The Apache Kid is a 1930 cartoon short distributed by Columbia Pictures and features Krazy Kat. The film is the character's 149th film.

Plot
In a tavern, Krazy is playing the piano while his spaniel girlfriend is sitting on it and singing. After spending a few moments by that instrument, they stood up and do the Apache dance. Suddenly, a tiger came by and grabs the spaniel, taking her faraway. Though the kidnapper flees in a horse, Krazy still chooses to run after on foot.

Krazy follows the tiger's trail into a sewer. Little did he know that the tiger and the spaniel are in a secret lair, and the entrance to that place is already shut. Desperately wanting to be released and see her boyfriend again, the spaniel weeps in the couch. In this, the tiger decides to cheer her up with a song and dance. While the captor is trying to entertain, Krazy finds an opening to the secret lair and goes in. Krazy finally confronts the tiger, and the two guys decided to settle things in a knife battle. Following a number of exchanges, the tiger is knocked cold. Krazy and the spaniel are reunited.

Stored records

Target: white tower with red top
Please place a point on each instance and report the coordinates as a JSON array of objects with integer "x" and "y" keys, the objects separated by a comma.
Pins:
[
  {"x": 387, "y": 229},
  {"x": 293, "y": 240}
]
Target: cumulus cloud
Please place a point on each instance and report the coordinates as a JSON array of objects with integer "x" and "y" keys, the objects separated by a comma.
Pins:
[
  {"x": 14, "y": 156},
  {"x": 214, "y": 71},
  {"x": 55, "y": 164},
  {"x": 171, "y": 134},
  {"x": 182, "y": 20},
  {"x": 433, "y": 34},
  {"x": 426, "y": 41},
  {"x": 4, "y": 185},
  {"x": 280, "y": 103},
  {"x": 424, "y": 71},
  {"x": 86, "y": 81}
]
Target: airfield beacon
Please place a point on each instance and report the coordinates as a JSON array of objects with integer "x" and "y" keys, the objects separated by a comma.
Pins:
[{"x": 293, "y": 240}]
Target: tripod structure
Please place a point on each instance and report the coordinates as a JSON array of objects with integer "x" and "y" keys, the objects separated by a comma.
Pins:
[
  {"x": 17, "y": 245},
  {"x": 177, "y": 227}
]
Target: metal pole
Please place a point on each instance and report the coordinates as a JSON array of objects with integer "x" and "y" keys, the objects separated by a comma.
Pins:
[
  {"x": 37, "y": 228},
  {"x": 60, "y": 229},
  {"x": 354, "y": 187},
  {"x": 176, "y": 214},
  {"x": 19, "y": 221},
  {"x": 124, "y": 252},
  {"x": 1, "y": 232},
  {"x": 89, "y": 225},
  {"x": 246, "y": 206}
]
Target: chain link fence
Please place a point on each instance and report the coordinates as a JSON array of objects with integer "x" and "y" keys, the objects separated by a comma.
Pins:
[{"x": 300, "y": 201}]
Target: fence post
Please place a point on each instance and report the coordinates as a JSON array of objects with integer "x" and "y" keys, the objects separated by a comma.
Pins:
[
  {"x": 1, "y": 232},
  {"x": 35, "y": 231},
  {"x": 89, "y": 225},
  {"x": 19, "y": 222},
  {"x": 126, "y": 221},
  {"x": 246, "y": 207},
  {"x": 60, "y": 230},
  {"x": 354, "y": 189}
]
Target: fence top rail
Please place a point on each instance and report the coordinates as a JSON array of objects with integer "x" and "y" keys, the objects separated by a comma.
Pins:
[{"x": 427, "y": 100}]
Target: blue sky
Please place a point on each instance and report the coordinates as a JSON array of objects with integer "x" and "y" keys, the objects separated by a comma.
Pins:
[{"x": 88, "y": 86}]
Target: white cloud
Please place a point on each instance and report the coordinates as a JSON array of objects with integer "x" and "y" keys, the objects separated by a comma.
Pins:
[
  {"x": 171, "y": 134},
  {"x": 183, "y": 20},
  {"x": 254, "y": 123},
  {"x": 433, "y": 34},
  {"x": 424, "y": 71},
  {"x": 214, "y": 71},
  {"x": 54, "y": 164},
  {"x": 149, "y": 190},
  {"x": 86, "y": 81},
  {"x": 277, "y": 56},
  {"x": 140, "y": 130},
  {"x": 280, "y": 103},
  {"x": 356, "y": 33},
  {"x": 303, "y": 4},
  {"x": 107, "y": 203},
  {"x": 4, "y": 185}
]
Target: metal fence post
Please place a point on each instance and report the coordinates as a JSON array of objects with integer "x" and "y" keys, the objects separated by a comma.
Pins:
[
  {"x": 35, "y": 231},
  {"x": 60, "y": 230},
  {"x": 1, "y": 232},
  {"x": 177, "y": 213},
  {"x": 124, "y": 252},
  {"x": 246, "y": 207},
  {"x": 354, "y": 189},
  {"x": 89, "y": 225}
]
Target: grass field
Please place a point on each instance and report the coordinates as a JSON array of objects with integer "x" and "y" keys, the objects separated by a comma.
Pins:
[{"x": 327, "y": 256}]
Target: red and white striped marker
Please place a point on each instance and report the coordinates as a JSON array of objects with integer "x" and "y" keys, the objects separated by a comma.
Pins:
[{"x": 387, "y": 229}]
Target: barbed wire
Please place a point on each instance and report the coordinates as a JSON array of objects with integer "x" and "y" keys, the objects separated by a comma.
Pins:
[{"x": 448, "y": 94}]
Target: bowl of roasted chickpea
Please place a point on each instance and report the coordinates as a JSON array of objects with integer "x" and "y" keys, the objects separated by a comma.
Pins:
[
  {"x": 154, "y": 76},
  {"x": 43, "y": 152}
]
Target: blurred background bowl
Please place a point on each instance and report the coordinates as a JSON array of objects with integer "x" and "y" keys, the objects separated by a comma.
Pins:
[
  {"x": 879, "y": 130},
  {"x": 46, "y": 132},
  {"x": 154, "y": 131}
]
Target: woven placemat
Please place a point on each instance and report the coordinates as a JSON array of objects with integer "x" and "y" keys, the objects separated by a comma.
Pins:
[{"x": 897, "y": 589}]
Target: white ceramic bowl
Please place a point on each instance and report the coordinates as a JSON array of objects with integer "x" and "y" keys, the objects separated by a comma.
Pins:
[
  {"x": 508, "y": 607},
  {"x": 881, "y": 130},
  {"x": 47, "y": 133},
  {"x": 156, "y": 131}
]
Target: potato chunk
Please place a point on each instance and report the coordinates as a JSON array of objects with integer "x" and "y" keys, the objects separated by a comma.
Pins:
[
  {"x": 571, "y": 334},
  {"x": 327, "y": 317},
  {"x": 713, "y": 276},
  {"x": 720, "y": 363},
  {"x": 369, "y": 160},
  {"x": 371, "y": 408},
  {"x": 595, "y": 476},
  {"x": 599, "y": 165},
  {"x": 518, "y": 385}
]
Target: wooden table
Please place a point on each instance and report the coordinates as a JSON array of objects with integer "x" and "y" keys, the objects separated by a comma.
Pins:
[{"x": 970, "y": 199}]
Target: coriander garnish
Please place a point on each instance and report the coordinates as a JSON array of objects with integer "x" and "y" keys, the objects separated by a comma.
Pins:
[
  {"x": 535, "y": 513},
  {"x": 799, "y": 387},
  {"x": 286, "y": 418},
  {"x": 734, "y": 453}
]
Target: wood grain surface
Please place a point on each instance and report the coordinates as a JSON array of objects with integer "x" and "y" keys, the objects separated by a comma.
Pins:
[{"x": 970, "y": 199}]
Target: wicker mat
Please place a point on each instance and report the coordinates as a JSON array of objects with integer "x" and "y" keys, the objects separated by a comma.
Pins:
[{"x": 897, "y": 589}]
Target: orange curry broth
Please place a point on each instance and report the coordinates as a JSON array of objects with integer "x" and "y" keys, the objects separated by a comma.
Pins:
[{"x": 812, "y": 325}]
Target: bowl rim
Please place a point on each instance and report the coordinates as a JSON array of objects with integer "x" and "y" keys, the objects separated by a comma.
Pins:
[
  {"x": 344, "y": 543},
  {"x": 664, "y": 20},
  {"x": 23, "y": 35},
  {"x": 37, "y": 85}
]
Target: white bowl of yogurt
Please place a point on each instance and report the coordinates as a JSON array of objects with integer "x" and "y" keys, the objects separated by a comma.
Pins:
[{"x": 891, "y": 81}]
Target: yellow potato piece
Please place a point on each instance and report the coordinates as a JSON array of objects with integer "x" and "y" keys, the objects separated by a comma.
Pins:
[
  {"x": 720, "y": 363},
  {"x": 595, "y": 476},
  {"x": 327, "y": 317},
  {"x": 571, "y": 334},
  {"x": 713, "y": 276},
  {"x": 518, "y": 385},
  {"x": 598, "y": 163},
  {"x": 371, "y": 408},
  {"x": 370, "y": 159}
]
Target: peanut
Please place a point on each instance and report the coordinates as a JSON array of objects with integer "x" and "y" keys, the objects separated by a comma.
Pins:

Tasks for this exercise
A – Decide whether each statement agrees with the text about the cartoon The Apache Kid. Answer yes or no for each, quoting the words of the text that decide it.
(i) The spaniel sings while sitting on the piano.
(ii) Krazy rides a horse to chase the kidnapper.
(iii) Krazy and the tiger settle things in a knife battle.
B – In the records, copy everything from the line that contains "Target: yellow potato piece" down to the end of the records, requests included. Adjust every x and y coordinate in the answers by -140.
The text about the cartoon and the records are two separate pieces of material.

Answers in order
A –
(i) Yes: "his spaniel girlfriend is sitting on it and singing"
(ii) No: "Krazy still chooses to run after on foot"
(iii) Yes: "the two guys decided to settle things in a knife battle"

B –
Target: yellow potato piece
Please place a point on each instance and report the coordinates as a JSON array of objects with integer "x" and "y" keys, the objects separated by a comma.
Pins:
[
  {"x": 580, "y": 223},
  {"x": 455, "y": 336},
  {"x": 187, "y": 177},
  {"x": 431, "y": 194},
  {"x": 573, "y": 136},
  {"x": 378, "y": 245},
  {"x": 458, "y": 23},
  {"x": 231, "y": 268},
  {"x": 230, "y": 19}
]
Target: peanut
Please place a point on each instance and report the coordinates as a JSON array of objects with integer "x" and "y" keys, the objects separated by a comma.
Pins:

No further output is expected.